- _Text_:
________________

B. Supporting information
Appendices:
Appendix 1: Provisional funding of Capital Programme 2011/12 to 2017/18
Appendix 2: Full List of Core Projects By provisioning department (appendix 2A) By business group (exempt appendix 2B)
Exempt Appendix3: List of reserve projects suspended as unaffordable in short term
Appendix 4: Prioritisation Criteria used.
Background
1. The draft Borrowing and Capital Spending plan for 2011/12 to 2017/18 was approved at a joint meeting of the MPA Strategic Operational Policing and Finance and Resources Committee held on 11 November 2010. This revised plan reflects a further refinement following business review of proposed programme contents and a reconsideration of operational and support priorities and assessment of project profiles.
2. The programme continues to be based on the Capital Strategy as approved by the MPA. The strategy provides a framework to assist the programming and delivery of the Property, IT and Transport strategies which form the core of MPS asset management.
3. The MPS faces economic challenges regarding efficiency following the Corporate Spending Review (CSR) and significant demands on its operational capacity in policing the Olympics. At the time of writing not all of these have fully scoped solutions or plans to resolve. As the thinking on these issues mature over the coming months they will yield further demands on the capital programme which will need the ability to dynamically assess priorities and be absorbed into the programme.

________________

- _Entries shown_:
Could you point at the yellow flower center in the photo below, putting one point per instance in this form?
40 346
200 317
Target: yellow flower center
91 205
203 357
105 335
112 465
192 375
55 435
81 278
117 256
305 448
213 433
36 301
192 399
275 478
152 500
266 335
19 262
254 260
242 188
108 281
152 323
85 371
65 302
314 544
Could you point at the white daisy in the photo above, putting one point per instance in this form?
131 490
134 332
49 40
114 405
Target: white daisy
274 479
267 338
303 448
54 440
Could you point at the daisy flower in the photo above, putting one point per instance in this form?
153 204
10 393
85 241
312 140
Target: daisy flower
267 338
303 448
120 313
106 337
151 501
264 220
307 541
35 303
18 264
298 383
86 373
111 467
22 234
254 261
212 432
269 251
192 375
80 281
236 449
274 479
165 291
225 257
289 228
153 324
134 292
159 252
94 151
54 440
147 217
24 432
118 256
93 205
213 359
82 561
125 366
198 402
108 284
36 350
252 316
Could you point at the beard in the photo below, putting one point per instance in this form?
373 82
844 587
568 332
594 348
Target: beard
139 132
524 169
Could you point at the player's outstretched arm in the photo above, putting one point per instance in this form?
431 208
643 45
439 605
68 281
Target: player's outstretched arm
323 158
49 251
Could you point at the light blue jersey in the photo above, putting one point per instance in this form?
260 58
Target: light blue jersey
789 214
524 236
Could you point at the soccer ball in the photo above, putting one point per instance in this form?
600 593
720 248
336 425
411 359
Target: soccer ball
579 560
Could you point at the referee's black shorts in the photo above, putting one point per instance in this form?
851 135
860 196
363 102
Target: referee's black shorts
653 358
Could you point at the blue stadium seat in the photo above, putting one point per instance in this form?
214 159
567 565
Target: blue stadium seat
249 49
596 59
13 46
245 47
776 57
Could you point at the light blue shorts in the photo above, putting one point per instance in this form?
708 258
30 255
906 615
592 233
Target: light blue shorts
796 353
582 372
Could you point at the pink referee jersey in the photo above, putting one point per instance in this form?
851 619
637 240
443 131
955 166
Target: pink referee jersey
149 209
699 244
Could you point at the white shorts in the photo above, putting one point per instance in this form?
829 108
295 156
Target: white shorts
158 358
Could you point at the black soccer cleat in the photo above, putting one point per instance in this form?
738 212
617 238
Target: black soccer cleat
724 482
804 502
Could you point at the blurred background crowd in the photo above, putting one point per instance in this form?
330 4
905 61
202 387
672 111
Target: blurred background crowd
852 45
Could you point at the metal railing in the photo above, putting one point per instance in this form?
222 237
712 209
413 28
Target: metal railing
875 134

________________

- _Goals_:
- 1) According to the text, on what date was the draft Borrowing and Capital Spending plan approved?
- 2) Decide whether each statement agrees with the text. Answer yes or no, and quote the words that decide it.
(a) The programme is based on the Capital Strategy approved by the MPA.
(b) All of the challenges the MPS faces already have fully scoped solutions or plans.
(c) The Property, IT and Transport strategies form the core of MPS asset management.
- 3) Write out the part of the text between "2. The programme" and "MPS asset management.", inclusive, putting "structure" in place of "framework".

- _Solved problems_:
- 1) 11 November 2010

- 2)
(a) Yes: "The programme continues to be based on the Capital Strategy as approved by the MPA."
(b) No: "At the time of writing not all of these have fully scoped solutions or plans to resolve."
(c) Yes: "the Property, IT and Transport strategies which form the core of MPS asset management."

- 3)
2. The programme continues to be based on the Capital Strategy as approved by the MPA. The strategy provides a structure to assist the programming and delivery of the Property, IT and Transport strategies which form the core of MPS asset management.